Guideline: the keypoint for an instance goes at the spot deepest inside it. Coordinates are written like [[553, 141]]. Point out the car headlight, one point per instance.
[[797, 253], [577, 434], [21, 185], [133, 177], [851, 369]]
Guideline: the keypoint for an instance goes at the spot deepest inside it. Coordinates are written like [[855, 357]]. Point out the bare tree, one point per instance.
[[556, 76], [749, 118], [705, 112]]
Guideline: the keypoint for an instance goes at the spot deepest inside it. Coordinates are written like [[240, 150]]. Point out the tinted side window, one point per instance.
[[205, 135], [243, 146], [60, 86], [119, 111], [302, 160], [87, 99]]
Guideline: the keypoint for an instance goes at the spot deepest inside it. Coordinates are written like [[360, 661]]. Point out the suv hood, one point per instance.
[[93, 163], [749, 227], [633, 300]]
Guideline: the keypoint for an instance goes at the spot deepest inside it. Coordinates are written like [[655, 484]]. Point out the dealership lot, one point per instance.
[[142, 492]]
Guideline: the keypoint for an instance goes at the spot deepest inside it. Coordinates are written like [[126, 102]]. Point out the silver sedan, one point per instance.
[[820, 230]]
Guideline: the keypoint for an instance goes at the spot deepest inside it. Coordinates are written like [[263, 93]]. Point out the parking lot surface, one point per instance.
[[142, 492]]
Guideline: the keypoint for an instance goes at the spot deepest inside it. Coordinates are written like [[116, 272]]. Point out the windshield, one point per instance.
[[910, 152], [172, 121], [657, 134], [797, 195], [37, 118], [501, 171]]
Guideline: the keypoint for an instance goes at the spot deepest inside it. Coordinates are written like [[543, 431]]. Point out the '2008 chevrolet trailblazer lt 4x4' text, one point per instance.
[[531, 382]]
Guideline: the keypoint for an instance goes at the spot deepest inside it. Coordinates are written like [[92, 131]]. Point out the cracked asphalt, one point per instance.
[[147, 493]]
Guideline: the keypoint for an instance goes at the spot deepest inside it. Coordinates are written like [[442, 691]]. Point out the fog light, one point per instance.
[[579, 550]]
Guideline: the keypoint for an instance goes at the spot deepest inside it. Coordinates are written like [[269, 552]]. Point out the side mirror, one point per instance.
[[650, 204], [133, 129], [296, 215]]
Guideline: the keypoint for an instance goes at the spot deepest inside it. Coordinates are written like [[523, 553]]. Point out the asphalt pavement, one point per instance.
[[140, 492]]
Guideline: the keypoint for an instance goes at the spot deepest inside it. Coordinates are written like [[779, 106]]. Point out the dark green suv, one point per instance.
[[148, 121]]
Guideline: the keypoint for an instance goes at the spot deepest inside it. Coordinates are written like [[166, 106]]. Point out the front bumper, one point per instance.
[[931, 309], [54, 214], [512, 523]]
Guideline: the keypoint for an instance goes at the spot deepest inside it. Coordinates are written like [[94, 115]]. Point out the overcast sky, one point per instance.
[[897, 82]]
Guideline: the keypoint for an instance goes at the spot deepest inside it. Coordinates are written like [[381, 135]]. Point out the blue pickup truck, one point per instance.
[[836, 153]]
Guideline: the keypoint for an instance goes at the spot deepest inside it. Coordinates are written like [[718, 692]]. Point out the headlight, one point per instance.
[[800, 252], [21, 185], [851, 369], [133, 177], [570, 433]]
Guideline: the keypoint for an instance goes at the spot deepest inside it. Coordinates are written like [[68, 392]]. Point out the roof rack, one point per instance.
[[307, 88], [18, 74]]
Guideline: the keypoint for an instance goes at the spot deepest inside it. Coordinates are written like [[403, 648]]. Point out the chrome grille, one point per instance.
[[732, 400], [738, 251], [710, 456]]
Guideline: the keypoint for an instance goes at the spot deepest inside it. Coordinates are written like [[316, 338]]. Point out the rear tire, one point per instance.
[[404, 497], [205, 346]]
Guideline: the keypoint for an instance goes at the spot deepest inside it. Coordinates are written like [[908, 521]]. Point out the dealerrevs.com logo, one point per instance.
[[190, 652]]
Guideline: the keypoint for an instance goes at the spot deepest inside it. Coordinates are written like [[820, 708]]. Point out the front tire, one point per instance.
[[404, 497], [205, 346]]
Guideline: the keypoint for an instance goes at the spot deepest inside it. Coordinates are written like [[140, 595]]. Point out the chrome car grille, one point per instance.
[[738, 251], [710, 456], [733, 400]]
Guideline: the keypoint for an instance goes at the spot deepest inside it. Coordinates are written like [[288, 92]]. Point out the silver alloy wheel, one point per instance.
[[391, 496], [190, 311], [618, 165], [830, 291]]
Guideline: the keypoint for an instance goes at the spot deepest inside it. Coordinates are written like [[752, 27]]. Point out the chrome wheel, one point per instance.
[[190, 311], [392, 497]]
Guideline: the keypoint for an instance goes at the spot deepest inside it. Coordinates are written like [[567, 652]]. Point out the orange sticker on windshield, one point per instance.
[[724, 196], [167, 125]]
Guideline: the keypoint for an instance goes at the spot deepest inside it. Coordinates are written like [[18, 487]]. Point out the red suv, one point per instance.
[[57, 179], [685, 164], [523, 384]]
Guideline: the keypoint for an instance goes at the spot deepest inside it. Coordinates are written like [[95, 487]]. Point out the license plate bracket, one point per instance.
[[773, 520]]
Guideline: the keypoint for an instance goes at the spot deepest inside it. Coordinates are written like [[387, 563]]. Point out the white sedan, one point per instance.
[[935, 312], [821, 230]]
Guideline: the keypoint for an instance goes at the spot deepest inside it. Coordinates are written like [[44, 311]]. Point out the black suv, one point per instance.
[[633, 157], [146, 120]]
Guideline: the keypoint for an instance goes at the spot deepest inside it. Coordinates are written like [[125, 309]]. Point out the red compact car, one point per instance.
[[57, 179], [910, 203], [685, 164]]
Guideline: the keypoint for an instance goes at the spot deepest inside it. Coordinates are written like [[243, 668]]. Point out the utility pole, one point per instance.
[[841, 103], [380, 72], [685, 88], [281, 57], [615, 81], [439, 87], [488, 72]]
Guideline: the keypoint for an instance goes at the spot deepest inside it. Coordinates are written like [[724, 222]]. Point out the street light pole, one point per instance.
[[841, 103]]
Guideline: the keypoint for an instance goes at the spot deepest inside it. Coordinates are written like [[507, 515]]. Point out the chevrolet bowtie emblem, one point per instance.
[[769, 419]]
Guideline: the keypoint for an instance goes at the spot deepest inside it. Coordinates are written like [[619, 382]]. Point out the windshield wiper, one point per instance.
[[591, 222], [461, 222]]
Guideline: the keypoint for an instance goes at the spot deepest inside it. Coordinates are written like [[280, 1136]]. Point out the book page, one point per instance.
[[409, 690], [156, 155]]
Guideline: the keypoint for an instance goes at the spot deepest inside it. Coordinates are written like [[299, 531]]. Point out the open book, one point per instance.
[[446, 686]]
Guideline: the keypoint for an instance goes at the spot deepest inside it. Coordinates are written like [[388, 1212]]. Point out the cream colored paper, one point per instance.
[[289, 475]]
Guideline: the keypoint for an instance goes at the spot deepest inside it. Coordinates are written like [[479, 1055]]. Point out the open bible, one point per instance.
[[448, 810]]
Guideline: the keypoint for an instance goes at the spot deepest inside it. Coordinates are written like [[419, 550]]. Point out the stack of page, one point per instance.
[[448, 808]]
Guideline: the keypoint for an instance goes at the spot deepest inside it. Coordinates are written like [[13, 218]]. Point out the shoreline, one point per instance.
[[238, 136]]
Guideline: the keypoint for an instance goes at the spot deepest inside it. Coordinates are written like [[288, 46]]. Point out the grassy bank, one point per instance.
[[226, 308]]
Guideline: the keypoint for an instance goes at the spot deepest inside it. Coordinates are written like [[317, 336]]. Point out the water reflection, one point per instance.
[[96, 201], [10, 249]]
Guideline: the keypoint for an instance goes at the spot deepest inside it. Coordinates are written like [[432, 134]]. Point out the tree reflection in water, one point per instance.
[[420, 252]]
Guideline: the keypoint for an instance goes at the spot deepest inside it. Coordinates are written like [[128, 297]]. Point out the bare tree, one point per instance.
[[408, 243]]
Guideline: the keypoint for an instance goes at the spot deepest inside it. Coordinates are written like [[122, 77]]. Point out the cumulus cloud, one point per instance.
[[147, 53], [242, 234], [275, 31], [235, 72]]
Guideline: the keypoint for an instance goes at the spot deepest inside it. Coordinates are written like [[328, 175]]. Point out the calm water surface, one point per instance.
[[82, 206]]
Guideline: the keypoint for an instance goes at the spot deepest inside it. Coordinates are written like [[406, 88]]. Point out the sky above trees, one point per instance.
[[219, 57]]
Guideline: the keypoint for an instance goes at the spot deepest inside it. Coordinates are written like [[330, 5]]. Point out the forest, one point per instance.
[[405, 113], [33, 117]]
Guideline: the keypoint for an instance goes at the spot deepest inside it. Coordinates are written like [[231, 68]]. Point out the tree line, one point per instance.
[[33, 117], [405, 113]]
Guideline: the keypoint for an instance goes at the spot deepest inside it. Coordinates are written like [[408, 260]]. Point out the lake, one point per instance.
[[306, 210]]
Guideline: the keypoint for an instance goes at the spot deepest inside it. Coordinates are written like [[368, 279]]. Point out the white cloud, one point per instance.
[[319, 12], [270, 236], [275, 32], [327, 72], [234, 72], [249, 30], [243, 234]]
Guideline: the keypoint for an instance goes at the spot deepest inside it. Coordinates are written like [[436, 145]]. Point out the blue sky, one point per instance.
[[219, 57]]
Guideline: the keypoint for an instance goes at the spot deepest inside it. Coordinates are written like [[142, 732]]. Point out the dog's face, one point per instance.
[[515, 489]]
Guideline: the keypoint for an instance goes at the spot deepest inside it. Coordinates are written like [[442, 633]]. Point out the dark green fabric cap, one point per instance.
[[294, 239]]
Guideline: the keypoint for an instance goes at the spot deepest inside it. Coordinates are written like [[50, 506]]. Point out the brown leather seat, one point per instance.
○ ○ ○
WRITTEN REQUEST =>
Put the lines of the items, from the line that contains "green suv, one point per instance." through the line that contains "[[897, 82]]", both included, into a JSON list of strings with one string per line and blank lines omitted.

PROBLEM SOLUTION =>
[
  "Guideline: the keypoint for an instance goes at the spot deepest inside it. Coordinates are written like [[779, 106]]. Point out the dark green suv, one point per instance.",
  "[[148, 121]]",
  "Guideline: the keypoint for an instance goes at the spot deepest inside it. Coordinates are written like [[166, 106]]. Point out the front bumper, one point per instance.",
  "[[931, 309], [54, 214], [512, 523]]",
  "Guideline: the keypoint for an instance goes at the spot deepest inside it. Coordinates are written like [[94, 115]]. Point out the overcast sky, one point per instance.",
  "[[897, 82]]"
]